##### DATASET RECORDS

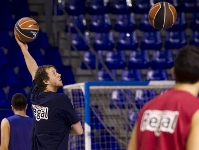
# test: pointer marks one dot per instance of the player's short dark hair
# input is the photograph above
(186, 65)
(41, 75)
(19, 101)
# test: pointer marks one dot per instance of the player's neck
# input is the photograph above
(20, 113)
(190, 88)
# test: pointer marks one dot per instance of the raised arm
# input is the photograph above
(30, 62)
(5, 134)
(192, 141)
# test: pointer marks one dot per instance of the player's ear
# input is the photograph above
(173, 72)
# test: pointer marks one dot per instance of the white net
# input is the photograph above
(113, 113)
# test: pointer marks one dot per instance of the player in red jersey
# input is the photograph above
(170, 121)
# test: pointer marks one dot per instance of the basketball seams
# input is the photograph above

##########

REQUIREMENTS = Copy the listing above line for line, with nothing changed, and leave the picture out of your copy.

ANSWER TO THE PROBLEM =
# test: pointer marks one dot per instance of the player's short dark hair
# input is the photograph above
(186, 65)
(41, 75)
(19, 101)
# test: pointer marks one dot per instance of the player's neck
# input is the photograph above
(20, 113)
(190, 88)
# test: pointer marks one dot per instance of the raised arm
# input is the photograph above
(30, 62)
(5, 134)
(192, 141)
# test: pointer marks one dot per instance of the player's ear
# input is the photograph above
(173, 72)
# test: pointer marks one dot per instance of the white net
# input is the photograph above
(113, 113)
# test: pointer marks one dot per instance of the player in red jersey
# input is the photograph above
(170, 121)
# test: pointer marks one dot per instance of the basketball seams
# input is the photograph above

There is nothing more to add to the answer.